■ **WHAT IS REQUIRED**
Pull out every line from the line containing "Exercise. Identify every instance of the green grass" through the end of the material, both ends included, and reproduce it exactly. Keep pictures out.

■ **PROVIDED ENTRIES**
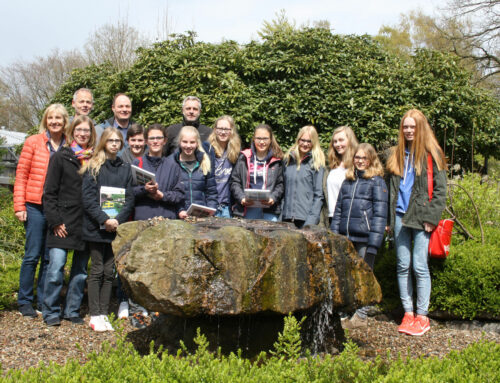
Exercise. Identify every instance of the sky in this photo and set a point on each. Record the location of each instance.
(33, 28)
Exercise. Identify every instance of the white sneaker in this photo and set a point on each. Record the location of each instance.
(97, 324)
(123, 310)
(107, 324)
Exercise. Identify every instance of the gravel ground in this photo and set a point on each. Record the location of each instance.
(26, 342)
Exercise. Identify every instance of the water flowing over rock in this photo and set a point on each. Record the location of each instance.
(227, 268)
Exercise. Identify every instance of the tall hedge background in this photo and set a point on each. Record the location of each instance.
(294, 77)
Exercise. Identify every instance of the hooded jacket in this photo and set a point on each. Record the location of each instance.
(240, 180)
(198, 188)
(303, 197)
(361, 211)
(115, 173)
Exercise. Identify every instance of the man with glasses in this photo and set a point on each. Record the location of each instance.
(191, 111)
(122, 113)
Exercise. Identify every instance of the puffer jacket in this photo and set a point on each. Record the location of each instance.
(420, 209)
(361, 211)
(168, 178)
(198, 188)
(31, 171)
(62, 200)
(240, 180)
(115, 173)
(303, 191)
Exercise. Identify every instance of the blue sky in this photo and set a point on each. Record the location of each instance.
(32, 28)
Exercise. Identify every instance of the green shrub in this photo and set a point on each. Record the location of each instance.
(467, 282)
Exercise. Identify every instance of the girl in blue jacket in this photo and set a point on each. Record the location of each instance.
(361, 211)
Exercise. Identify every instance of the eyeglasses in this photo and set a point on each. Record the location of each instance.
(85, 131)
(223, 130)
(359, 158)
(157, 138)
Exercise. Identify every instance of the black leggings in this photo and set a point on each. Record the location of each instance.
(100, 277)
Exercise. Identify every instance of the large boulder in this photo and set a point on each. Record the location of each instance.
(234, 267)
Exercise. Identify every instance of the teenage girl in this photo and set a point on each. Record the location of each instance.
(413, 214)
(305, 166)
(103, 169)
(197, 172)
(224, 146)
(259, 167)
(340, 155)
(361, 212)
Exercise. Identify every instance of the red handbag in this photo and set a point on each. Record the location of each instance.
(439, 244)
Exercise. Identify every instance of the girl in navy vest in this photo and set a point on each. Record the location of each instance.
(223, 146)
(305, 166)
(361, 212)
(259, 167)
(105, 168)
(197, 171)
(412, 215)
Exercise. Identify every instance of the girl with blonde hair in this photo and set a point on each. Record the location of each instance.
(414, 213)
(361, 212)
(224, 147)
(197, 171)
(340, 153)
(259, 167)
(105, 168)
(304, 169)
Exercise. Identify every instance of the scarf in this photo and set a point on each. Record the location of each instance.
(82, 154)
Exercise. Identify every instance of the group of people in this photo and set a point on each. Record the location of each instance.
(61, 171)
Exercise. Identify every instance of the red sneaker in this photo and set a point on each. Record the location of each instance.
(406, 325)
(420, 326)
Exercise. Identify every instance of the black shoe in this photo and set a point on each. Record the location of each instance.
(137, 320)
(75, 320)
(27, 310)
(53, 321)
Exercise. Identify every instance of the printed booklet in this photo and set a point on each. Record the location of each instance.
(141, 176)
(196, 210)
(257, 196)
(111, 200)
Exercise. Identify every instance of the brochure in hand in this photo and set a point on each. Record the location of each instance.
(141, 176)
(257, 196)
(196, 210)
(112, 201)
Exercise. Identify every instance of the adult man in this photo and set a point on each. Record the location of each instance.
(122, 111)
(191, 110)
(82, 102)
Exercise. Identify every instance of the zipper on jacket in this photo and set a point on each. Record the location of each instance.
(366, 218)
(350, 206)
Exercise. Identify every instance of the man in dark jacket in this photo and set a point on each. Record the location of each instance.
(122, 113)
(191, 111)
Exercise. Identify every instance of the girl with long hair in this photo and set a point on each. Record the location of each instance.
(304, 169)
(361, 212)
(414, 214)
(223, 146)
(197, 171)
(259, 167)
(62, 204)
(105, 168)
(340, 154)
(28, 191)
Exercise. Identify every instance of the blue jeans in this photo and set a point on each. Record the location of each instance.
(223, 211)
(258, 213)
(54, 280)
(406, 259)
(34, 250)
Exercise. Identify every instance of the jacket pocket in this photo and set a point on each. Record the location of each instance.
(367, 220)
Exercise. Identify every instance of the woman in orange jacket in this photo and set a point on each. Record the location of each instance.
(28, 192)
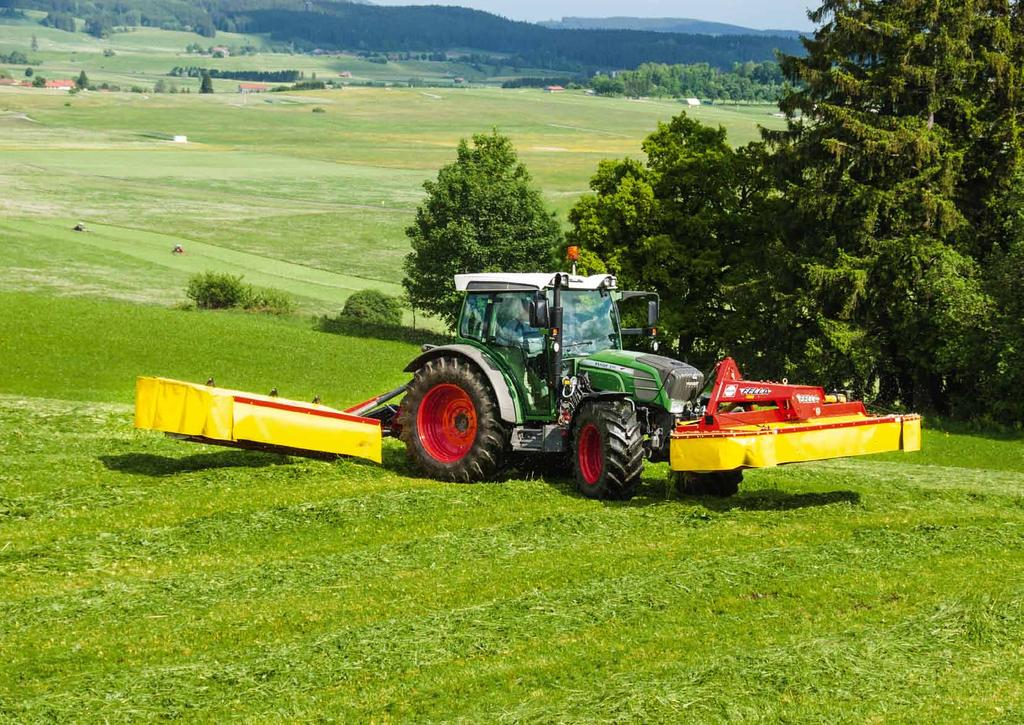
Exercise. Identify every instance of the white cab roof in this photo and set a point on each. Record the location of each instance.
(493, 282)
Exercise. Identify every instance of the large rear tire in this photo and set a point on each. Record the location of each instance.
(607, 452)
(451, 423)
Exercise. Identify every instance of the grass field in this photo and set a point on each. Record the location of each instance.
(265, 177)
(262, 175)
(145, 579)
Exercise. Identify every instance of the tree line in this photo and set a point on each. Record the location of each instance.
(876, 244)
(260, 76)
(418, 29)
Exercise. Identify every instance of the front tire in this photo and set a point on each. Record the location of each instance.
(451, 423)
(607, 452)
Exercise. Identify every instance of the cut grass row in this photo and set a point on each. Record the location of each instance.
(143, 578)
(147, 579)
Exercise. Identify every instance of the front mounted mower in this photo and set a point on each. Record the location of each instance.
(539, 368)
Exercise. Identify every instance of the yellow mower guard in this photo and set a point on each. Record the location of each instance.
(233, 418)
(778, 443)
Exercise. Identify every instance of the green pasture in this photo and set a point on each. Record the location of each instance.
(147, 579)
(144, 54)
(264, 184)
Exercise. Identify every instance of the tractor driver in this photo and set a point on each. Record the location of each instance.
(513, 326)
(512, 330)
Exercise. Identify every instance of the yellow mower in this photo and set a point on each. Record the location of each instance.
(539, 367)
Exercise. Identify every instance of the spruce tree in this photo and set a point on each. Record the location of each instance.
(887, 165)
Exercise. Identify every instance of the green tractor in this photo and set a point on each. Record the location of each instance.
(539, 367)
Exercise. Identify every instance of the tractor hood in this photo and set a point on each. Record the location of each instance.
(652, 377)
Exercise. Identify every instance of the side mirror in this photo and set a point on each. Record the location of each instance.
(539, 315)
(653, 311)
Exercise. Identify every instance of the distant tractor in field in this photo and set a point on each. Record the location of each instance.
(539, 368)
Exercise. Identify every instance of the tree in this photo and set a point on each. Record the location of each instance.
(902, 137)
(373, 307)
(481, 214)
(685, 225)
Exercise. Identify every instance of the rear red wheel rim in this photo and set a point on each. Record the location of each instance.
(589, 453)
(446, 423)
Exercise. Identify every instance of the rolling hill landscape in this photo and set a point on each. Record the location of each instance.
(147, 579)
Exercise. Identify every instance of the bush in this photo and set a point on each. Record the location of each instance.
(373, 307)
(222, 291)
(216, 291)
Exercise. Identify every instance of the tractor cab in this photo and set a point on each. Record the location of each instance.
(539, 327)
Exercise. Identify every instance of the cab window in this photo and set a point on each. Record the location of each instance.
(511, 323)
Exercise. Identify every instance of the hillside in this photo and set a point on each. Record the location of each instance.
(423, 29)
(147, 579)
(665, 25)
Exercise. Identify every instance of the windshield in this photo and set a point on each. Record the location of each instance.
(589, 324)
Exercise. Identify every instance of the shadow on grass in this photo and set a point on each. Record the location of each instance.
(393, 333)
(152, 465)
(774, 500)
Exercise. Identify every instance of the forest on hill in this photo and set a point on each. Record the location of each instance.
(347, 26)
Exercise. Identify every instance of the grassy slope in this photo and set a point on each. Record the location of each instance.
(264, 175)
(145, 578)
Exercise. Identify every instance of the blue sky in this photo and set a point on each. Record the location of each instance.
(788, 14)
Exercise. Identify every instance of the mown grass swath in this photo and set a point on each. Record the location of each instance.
(141, 578)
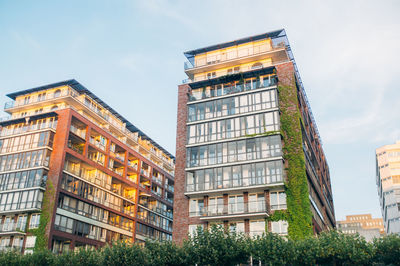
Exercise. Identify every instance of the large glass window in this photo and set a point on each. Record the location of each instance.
(18, 200)
(23, 179)
(95, 194)
(23, 160)
(50, 122)
(233, 128)
(278, 200)
(231, 87)
(234, 176)
(257, 227)
(233, 105)
(235, 151)
(279, 227)
(196, 207)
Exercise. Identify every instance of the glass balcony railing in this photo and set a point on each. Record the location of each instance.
(46, 97)
(231, 55)
(230, 89)
(231, 209)
(77, 131)
(11, 227)
(242, 183)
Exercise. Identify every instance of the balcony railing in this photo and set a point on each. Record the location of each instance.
(11, 248)
(145, 173)
(232, 55)
(77, 131)
(11, 227)
(157, 180)
(232, 89)
(153, 208)
(46, 97)
(232, 209)
(170, 188)
(243, 183)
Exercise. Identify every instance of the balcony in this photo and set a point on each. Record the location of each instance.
(234, 57)
(201, 94)
(30, 101)
(233, 210)
(234, 185)
(78, 131)
(11, 228)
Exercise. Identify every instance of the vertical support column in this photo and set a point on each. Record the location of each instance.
(181, 202)
(205, 204)
(247, 226)
(87, 139)
(267, 208)
(267, 201)
(56, 166)
(226, 202)
(246, 202)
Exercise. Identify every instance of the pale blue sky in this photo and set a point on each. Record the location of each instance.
(130, 54)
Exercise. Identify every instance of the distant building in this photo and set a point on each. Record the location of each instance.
(388, 182)
(362, 224)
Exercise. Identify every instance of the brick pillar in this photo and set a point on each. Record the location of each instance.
(181, 202)
(87, 138)
(246, 202)
(56, 166)
(226, 202)
(247, 226)
(267, 201)
(226, 225)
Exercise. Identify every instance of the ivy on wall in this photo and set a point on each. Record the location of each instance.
(47, 207)
(298, 213)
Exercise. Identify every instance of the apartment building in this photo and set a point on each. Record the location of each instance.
(75, 173)
(362, 224)
(388, 183)
(230, 163)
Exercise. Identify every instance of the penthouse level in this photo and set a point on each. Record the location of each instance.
(74, 172)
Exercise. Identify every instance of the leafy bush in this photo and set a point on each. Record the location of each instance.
(219, 247)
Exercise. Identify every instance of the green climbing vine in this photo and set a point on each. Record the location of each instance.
(298, 214)
(47, 208)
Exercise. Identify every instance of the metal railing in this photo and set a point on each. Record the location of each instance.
(231, 209)
(12, 227)
(232, 89)
(77, 131)
(231, 55)
(55, 95)
(242, 183)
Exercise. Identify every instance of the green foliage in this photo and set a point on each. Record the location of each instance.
(299, 214)
(166, 253)
(218, 247)
(387, 250)
(271, 248)
(47, 207)
(278, 215)
(123, 254)
(89, 257)
(341, 249)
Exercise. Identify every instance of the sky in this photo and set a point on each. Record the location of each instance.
(130, 54)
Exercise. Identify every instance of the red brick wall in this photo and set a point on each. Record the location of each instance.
(181, 202)
(56, 162)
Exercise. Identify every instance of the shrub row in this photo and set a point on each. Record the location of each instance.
(216, 247)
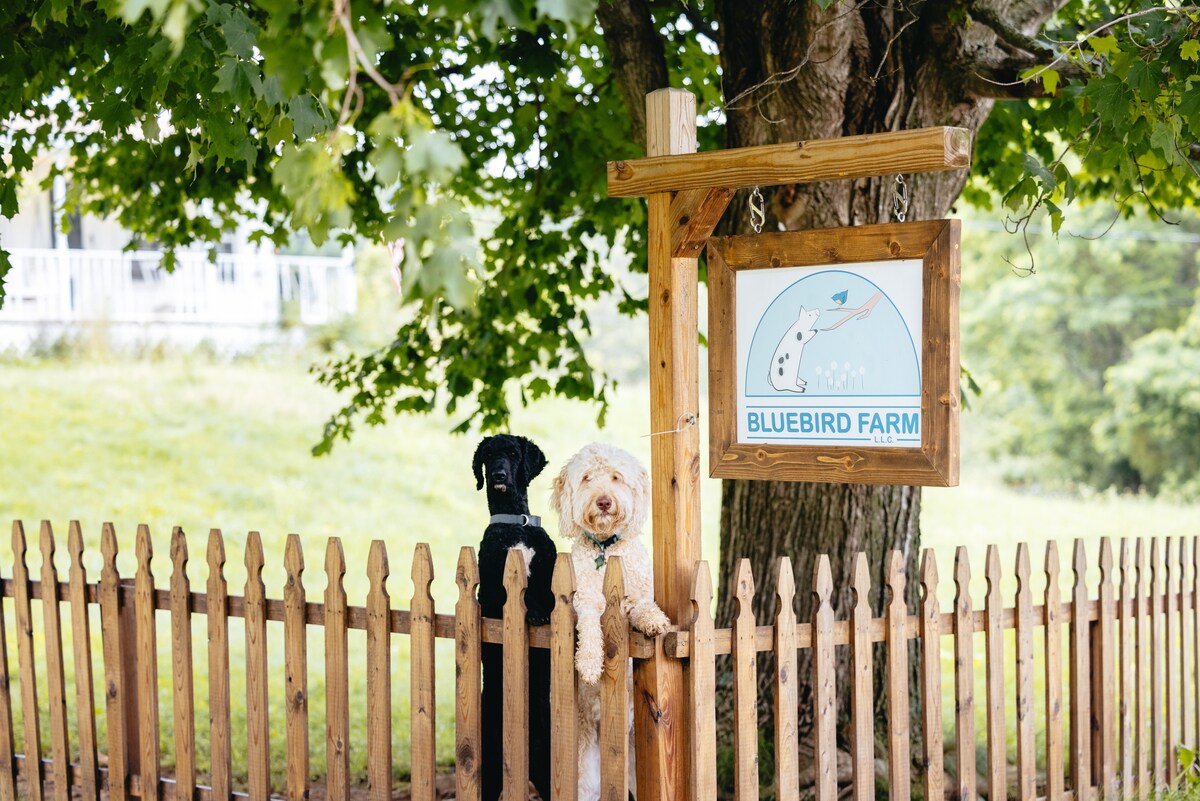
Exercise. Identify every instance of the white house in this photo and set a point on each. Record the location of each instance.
(243, 297)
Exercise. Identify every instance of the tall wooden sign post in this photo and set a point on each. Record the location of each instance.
(688, 192)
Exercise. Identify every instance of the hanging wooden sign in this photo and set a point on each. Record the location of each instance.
(834, 355)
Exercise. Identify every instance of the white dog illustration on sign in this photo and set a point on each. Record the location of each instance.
(785, 365)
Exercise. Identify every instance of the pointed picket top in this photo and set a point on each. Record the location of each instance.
(467, 573)
(75, 544)
(47, 546)
(785, 591)
(929, 574)
(822, 580)
(253, 558)
(423, 566)
(179, 552)
(293, 560)
(144, 548)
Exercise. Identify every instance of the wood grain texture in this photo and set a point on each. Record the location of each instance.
(702, 675)
(899, 733)
(922, 150)
(295, 668)
(468, 682)
(516, 682)
(1026, 732)
(111, 631)
(27, 675)
(1054, 675)
(55, 682)
(81, 649)
(337, 705)
(217, 613)
(379, 676)
(564, 771)
(745, 690)
(613, 688)
(258, 730)
(994, 662)
(787, 769)
(184, 699)
(424, 702)
(862, 691)
(825, 735)
(936, 462)
(931, 740)
(148, 668)
(1080, 682)
(660, 709)
(964, 676)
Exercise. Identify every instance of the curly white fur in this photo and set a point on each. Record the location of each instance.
(604, 491)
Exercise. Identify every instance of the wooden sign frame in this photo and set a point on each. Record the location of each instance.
(936, 462)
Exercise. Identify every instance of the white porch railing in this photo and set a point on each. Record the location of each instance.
(64, 285)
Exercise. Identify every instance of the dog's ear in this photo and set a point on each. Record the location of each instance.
(533, 461)
(477, 464)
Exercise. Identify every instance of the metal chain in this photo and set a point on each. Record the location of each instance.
(900, 199)
(757, 210)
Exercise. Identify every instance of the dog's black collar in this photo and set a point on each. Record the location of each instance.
(517, 519)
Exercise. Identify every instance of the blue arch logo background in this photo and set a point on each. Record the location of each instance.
(875, 356)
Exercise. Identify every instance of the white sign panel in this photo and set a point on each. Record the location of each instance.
(829, 355)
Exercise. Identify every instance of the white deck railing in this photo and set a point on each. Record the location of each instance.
(65, 285)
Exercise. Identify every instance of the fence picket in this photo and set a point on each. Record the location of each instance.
(181, 668)
(337, 705)
(1108, 688)
(148, 669)
(825, 734)
(1054, 674)
(295, 657)
(468, 684)
(379, 680)
(1126, 708)
(964, 675)
(702, 674)
(745, 690)
(28, 678)
(220, 748)
(862, 702)
(55, 684)
(111, 631)
(1080, 684)
(787, 770)
(994, 661)
(1157, 766)
(565, 738)
(931, 680)
(516, 681)
(81, 648)
(613, 684)
(899, 734)
(423, 700)
(258, 751)
(1026, 760)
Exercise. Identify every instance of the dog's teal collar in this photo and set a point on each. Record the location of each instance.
(517, 519)
(603, 546)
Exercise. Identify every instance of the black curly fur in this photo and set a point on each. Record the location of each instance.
(507, 464)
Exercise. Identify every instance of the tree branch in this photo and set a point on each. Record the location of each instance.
(639, 56)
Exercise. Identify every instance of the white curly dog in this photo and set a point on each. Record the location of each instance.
(601, 497)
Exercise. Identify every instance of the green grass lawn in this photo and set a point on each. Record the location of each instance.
(198, 444)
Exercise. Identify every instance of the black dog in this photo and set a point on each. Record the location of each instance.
(507, 464)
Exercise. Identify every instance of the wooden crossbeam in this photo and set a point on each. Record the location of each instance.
(923, 150)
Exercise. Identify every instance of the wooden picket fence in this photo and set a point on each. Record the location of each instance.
(1131, 682)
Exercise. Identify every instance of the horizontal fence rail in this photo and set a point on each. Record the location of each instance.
(1102, 676)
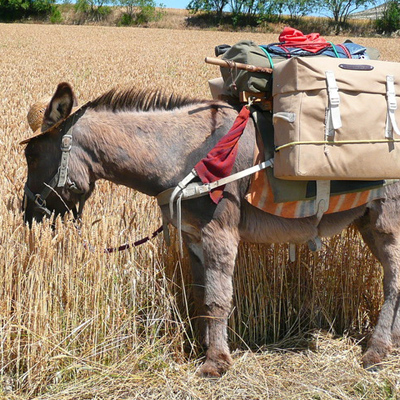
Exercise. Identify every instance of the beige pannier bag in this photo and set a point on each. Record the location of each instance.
(336, 119)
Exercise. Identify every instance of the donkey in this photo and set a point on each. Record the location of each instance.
(149, 142)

■ **EXPECTED OUTPUT**
Exercise. Identify every instance of the green grass lawn in this photo and set a point on each. Record the location of each instance.
(198, 444)
Exercise. Identify every instance of the black dog in this photo and set a point on each. Record the location of each instance.
(507, 464)
Exercise. Identify every instance of the wooden crossbeam in this photo and set a point on each. Record the location of each instance.
(923, 150)
Exercise. Identify every instance of the wooden picket fence in this photo and set a point on each. Record the location of each instance.
(1131, 682)
Exercise. Identify every instance of the horizontal fence rail in this photo and set a point on each. Record the location of each instance.
(1102, 676)
Exercise. Identify every instance of the beige pannier bag in this photo and set a point on each. Record the location of each instance.
(336, 119)
Exercise. Identify every instance of the donkey in this photo and set a point on each. Record the location of each instance.
(149, 142)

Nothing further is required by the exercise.